Text passage:
'''

Madness in the Mouth: Poetry of and against Pathology
Poetry has always been linked to madness. Think of the oracle at Delphi inducing hallucination to speak the truth of the gods. Mind-altering vapors aside, poetry, at its core, subjects language to greater pressure than other forms of communication, interrupting conventional patterns of speech and radically opening itself to the stimulus of the outside world. As society developed a diagnostic vocabulary to link these traits with categories of insanity, it is no surprise that so many poets have been declared insane. Linguistic playfulness, the wild leap from impression to impression guided by sound and association, is seen as a symptom when it manifests off the page. Likewise, the raw display of powerful emotion has been and unfortunately remains unacceptable in many social circles. This week, we’re going to consider the ways that two contemporary poets have explicitly activated the association between verse and insanity, using their writing to challenge and disrupt regressive narratives of othering and exclusion.
We’ll start with the work of sam sax (previously published in Washington Square Review Issue 36). In his 2017 debut, Madness, sax uses the history of mental health as raw material for a wide-ranging exploration of the self. In many ways, this collection is framed by erasure. It opens with “NOMENCLATURE," an appendix of the 1952 DSM-I, listing a variety of psychological “disorders," many of which we would now recognize as out of date; throughout the collection, various erasures of this poem serve as section demarcations. Different words are created from the title, while the text of the various disorders gradually becomes lighter, until, by the final section of the book “N ATURE," the page includes only the letter “I” and the punctuation from the original list, tumbling down the page in an almost helical structure.
This gesture of undoing a harmful history of medical practice is mirrored within the poems as well. In “The Surgeon," for example, sax contemplates a time before anatomical knowledge of the body in which “you might have cut/ open a dead man’s stomach/ & watched a mask of old horses/ come dancing out.” Similarly, a series of poems in the third section of the collection serve as meditations on and reinscriptions of topics ranging from syphilis to hysteria and conversion therapy. In “On Mass Hysteria,” sax considers the line between creativity and madness, ultimately questioning whether anyone can be considered sane. In response to a long legacy of medical disenfranchisement of queer and female bodies, a legacy in which the poet’s own ancestors played a part, sax is fearless in his dismantling of oppressive systems of diagnosis. As he writes in “Satyriasis," “keep giving lust/ an ugly name, i’ll keep making it sing.”

'''

Directions:
1. Write out the passage of the essay on poetry and madness that starts at the words "We’ll start with" and ends after "almost helical structure.".
2. Pick up the essay on poetry and madness after its last sentence and keep writing it.

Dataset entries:
'''

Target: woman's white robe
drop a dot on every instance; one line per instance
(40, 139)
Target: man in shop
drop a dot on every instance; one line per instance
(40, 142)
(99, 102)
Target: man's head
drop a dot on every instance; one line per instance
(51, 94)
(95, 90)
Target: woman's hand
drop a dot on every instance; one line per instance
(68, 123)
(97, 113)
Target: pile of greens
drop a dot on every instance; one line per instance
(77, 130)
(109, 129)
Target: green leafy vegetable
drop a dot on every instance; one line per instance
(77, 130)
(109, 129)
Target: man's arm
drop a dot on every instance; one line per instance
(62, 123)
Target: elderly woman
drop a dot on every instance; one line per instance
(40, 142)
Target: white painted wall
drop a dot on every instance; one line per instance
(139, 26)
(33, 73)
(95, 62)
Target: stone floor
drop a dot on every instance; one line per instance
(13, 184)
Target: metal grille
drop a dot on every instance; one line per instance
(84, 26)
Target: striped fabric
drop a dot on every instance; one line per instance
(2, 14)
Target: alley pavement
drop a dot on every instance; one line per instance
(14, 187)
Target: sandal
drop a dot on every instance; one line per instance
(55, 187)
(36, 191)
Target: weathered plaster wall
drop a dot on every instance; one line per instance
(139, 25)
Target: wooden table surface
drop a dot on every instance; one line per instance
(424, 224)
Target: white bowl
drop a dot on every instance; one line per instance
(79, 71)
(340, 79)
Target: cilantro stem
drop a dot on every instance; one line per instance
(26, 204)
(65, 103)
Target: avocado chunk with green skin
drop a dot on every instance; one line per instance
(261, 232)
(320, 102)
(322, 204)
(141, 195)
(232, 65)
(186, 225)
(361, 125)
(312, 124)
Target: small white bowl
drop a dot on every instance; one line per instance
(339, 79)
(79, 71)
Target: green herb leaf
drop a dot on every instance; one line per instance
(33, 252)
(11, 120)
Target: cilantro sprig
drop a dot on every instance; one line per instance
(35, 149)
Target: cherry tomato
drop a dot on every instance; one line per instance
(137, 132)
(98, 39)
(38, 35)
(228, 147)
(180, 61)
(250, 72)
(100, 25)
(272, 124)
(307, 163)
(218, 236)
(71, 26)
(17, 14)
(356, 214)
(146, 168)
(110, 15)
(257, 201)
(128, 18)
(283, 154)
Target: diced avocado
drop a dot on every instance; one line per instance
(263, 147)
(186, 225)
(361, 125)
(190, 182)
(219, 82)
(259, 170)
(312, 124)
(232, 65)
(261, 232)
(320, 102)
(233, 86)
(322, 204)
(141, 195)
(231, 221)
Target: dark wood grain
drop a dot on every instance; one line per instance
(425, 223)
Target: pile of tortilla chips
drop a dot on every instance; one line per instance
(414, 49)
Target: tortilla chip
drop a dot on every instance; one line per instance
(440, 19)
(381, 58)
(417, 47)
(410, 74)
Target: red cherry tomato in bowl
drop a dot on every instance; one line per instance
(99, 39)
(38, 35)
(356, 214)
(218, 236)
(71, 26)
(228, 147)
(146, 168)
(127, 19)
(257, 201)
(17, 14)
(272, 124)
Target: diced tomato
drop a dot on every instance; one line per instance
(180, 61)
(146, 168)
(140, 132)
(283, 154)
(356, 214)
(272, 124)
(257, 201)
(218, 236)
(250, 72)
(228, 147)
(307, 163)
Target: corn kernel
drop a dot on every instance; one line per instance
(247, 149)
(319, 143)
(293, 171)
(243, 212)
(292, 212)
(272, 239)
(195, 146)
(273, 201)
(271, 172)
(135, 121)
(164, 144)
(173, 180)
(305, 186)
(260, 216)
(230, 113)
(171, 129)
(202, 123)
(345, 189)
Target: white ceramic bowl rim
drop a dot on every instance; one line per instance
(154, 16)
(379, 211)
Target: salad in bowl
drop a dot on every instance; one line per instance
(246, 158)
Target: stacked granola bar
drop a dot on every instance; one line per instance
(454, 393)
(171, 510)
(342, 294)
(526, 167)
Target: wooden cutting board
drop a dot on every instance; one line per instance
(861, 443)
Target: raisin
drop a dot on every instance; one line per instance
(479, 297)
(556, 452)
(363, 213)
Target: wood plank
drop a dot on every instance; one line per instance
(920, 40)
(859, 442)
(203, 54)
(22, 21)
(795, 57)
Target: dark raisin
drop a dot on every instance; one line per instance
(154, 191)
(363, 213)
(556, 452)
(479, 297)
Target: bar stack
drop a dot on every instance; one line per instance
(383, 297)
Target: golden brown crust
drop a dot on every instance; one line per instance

'''

Your written answers:
1.
We’ll start with the work of sam sax (previously published in Washington Square Review Issue 36). In his 2017 debut, Madness, sax uses the history of mental health as raw material for a wide-ranging exploration of the self. In many ways, this collection is framed by erasure. It opens with “NOMENCLATURE," an appendix of the 1952 DSM-I, listing a variety of psychological “disorders," many of which we would now recognize as out of date; throughout the collection, various erasures of this poem serve as section demarcations. Different words are created from the title, while the text of the various disorders gradually becomes lighter, until, by the final section of the book “N ATURE," the page includes only the letter “I” and the punctuation from the original list, tumbling down the page in an almost helical structure.

2.
A different strategy for dealing poetically with the treatment of those deemed mad was undertaken by Molly McCully Brown in her debut, The Virginia State Colony for Epileptics and Feebleminded. Taking, as its subject matter, the now closed facility for its title, which brutally mistreated and forcibly sterilized its primarily female patients, this collection excavates history instead of erasing it. Brown writes, in persona, as patients in the hospital, and in so doing is able to shed light on the humanity of those deemed medically unworthy. In an ingenious formal invention, Brown includes italicized, indented stanzas in many of her poems dealing with epilepsy, emphasizing the beauty of the patients’ mind without normative judgments.
As with sax, Brown’s poetry attains great urgency because of a deep, complicated emotional connection to her subject matter. She writes as someone who grew up in the shadow of this hospital, and, as a result, navigates a dual identification with the patients and the society that sequestered them. This manifests, in part, in a kind of lyric shame. As she attempts to preserve and elevate the interior lives of these forgotten women, she contends with the fear that her aesthetic intervention may be another kind of exploitation. One solution is the strong decision to include facsimiles of government documents authorizing forced sterilization alongside poems attempting to fathom the psychological impact this must have had on its victims. By not shying away from the horror of history, Brown is able to compose a deeply moving collection, one that turns the full power of lyric poetry to the humanization of marginalized subjects without letting us gloss over the inhumane medical treatment they endured.
Both of these collections serve as shining examples of a recent upsurge in poetry that actively contends with the violence inherent in labeling certain traits and behaviors pathological. They go beyond personal inquiry to grapple with the societal structures that create and control these diagnostic categories. As the most recent iteration of a long relationship between poetry and atypical psychology, writing like this does essential work in building empathy and counteracting received narratives of normality and health. Madness is transformed from affliction to lyric clarity. In a time when the truth has become so ideologically fraught, nothing could be more valuable.